TEXT SEGMENT
Wednesday, January 24, 2018

Dressed for the job

Fourth Sunday in Ordinary Time Year B

A couple of weeks ago, someone noticed a little strange gesture made by your Parish Priest but it took him another week to pose the question to me. “Why did you remove your stole during the mass?” It was Thursday and I had invited Fr Esmond to be the main celebrant at the Thursday weekday mass in Kristus Aman. That was fortuitous in more ways than I knew at that time. Not only did it relieve me of having to preside at mass and preach, but Fr Esmond saved me from an awkward and embarrassing situation of not being properly attired. As I was leaving for Kristus Aman, in my excitement and carelessness, I had grabbed my cotta (choral attire meant for the Holy Hour), but had forgotten to take my alb – the long white gown which a priest is supposed to wear when celebrating mass. To make a long story short, I wore the stole to proclaim the gospel and distribute Holy Communion because these were ministerial roles but I had to take it off during the Eucharistic Prayer, because I could not be a con-celebrant as I was not appropriately attired. Make sense?

If clothes make the man, then surely vestments make the priest! This may seem to be an outrageous claim coming from a man of God who is expected to shy away from all displays of vain-glory. But it expresses a sacramental truth about the vestments of a priest.  The vestments of a priest do actually reveal the mystery of who he is – the priest acts and stands in persona Christi, in the person of Christ. 

Of great significance and yet something which is seldom noticed since it is often not visible to the congregation, is the stole – a long narrow band of material worn around the neck of priests.  The stole has ancient origin.  Rabbis wore prayer shawls with tassels as a sign of their authority.  The crisscrossing of the stole also was symbolic of the crisscrossed belts the Roman soldiers wore.  In this sense, the stole reminds the priest not only of his authority and dignity as a priest, but also of his duty to preach the Word the God with courage and conviction. Though the stole is a sign of a priest’s authority, it is properly worn underneath, indeed hidden beneath the chasuble, the outer garment of the priest. The chasuble is a symbol of the charity or love of Christ. Taken together, the stole beneath the chasuble reminds the priest that authority is never to be flaunted but always exercised under the cover of charity. 

But the common perception of authority is anything but charitable. One tragedy of our time is that “authority” has become almost a dirty word in the Western world, while opposition to authority in schools, families and society generally is cheerfully accepted as something that is at least harmless and perhaps rather fine. “Authority” is a word that makes most people think of law and order, direction and restraint, command and control, dominance and submission. Authority in all its incarnation is often regarded as the denial or suppression of our personal freedom. Many hate the very idea that anyone or any power could ever tell them what to do. The problem that we face today is not that we attempt to hide authority under the cover of charity, but that we choose to bury it altogether!

DATA ENTRIES

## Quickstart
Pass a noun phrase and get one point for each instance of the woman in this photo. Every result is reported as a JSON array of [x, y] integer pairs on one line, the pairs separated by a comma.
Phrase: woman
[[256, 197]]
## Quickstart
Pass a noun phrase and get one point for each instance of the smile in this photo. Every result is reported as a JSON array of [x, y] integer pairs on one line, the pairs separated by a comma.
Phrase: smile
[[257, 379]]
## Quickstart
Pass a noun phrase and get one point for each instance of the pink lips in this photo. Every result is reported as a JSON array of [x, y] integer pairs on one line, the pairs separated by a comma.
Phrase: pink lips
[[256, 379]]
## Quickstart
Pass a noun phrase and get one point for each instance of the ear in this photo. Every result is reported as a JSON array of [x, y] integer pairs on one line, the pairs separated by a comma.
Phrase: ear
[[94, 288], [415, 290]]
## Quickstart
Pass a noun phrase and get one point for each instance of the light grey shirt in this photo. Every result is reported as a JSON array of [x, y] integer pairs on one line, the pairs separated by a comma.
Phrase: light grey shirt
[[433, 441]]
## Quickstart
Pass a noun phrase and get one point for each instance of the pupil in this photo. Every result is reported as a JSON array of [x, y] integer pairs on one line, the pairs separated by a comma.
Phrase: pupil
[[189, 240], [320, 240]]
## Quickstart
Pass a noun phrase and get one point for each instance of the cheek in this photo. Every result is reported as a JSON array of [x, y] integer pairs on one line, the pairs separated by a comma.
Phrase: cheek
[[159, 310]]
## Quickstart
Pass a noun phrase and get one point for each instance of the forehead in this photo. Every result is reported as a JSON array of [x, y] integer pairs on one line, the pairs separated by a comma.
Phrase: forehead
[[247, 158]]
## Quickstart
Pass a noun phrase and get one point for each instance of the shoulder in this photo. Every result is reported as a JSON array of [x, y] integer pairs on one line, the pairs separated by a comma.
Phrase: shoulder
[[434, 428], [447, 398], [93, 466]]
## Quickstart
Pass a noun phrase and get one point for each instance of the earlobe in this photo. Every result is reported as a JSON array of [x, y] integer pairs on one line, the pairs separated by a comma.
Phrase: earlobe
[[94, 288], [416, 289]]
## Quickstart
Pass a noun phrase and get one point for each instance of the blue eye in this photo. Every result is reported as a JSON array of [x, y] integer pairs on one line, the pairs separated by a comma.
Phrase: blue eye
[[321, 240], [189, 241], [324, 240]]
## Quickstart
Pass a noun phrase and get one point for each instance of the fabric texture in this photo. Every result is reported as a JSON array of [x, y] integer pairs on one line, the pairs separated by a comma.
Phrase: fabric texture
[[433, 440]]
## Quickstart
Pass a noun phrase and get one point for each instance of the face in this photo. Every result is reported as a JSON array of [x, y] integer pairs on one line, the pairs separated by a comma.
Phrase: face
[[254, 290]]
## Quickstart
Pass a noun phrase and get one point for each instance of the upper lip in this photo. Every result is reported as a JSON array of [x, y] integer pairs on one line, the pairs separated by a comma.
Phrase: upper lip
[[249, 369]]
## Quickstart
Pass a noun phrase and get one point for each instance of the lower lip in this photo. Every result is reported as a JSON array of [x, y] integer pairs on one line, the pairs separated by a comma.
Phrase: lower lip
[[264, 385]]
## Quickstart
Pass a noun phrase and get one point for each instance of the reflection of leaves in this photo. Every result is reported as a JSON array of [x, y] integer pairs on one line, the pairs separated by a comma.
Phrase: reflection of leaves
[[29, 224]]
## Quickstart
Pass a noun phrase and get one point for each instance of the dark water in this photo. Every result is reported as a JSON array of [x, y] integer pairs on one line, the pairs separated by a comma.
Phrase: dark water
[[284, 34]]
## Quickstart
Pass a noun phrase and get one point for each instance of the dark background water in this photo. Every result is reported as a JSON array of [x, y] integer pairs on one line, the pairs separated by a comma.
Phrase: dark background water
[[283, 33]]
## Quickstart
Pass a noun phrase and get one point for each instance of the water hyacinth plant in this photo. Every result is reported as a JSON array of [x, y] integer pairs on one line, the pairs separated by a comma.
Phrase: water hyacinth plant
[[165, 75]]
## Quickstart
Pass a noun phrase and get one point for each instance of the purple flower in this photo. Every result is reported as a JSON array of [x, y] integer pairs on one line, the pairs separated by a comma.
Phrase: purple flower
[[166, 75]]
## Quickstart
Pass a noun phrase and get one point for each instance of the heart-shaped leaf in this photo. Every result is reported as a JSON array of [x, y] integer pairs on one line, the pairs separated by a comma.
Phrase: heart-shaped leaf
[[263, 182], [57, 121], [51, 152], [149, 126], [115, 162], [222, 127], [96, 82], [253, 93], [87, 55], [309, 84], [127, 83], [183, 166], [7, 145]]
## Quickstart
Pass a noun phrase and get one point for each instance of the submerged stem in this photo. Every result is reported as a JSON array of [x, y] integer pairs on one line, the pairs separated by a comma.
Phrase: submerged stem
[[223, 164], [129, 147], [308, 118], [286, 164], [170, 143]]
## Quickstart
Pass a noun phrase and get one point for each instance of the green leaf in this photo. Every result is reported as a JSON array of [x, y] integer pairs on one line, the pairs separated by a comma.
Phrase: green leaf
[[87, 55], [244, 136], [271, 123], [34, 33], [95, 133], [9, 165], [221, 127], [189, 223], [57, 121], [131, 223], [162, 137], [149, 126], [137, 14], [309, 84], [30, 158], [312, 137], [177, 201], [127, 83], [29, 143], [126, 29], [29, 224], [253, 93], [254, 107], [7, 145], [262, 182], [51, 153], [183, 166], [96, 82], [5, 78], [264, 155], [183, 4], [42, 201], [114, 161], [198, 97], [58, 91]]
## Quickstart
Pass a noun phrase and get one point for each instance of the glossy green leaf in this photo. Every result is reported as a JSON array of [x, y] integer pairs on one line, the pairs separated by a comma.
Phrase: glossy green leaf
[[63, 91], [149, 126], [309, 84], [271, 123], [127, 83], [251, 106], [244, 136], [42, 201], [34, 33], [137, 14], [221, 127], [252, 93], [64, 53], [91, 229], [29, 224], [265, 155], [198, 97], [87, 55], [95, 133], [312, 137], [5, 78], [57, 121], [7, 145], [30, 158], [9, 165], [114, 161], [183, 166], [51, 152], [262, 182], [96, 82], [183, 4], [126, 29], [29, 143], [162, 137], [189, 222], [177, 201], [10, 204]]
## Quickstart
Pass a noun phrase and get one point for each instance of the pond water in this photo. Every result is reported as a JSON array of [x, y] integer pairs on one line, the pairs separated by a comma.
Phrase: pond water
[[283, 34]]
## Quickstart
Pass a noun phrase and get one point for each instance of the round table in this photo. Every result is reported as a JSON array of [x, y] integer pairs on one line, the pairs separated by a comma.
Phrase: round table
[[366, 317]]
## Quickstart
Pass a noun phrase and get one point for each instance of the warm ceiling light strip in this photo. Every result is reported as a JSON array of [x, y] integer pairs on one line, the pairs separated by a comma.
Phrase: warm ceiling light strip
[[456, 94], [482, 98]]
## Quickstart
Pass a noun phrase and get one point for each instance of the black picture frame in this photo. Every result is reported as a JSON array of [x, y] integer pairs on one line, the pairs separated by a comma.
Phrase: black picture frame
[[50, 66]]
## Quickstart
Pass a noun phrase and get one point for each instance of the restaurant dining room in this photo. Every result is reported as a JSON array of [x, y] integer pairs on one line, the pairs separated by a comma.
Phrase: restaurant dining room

THE TASK
Please reproduce the passage of the reflection on priestly vestments from "But the common" to "bury it altogether!", word for word.

SOLUTION TO THE PROBLEM
But the common perception of authority is anything but charitable. One tragedy of our time is that “authority” has become almost a dirty word in the Western world, while opposition to authority in schools, families and society generally is cheerfully accepted as something that is at least harmless and perhaps rather fine. “Authority” is a word that makes most people think of law and order, direction and restraint, command and control, dominance and submission. Authority in all its incarnation is often regarded as the denial or suppression of our personal freedom. Many hate the very idea that anyone or any power could ever tell them what to do. The problem that we face today is not that we attempt to hide authority under the cover of charity, but that we choose to bury it altogether!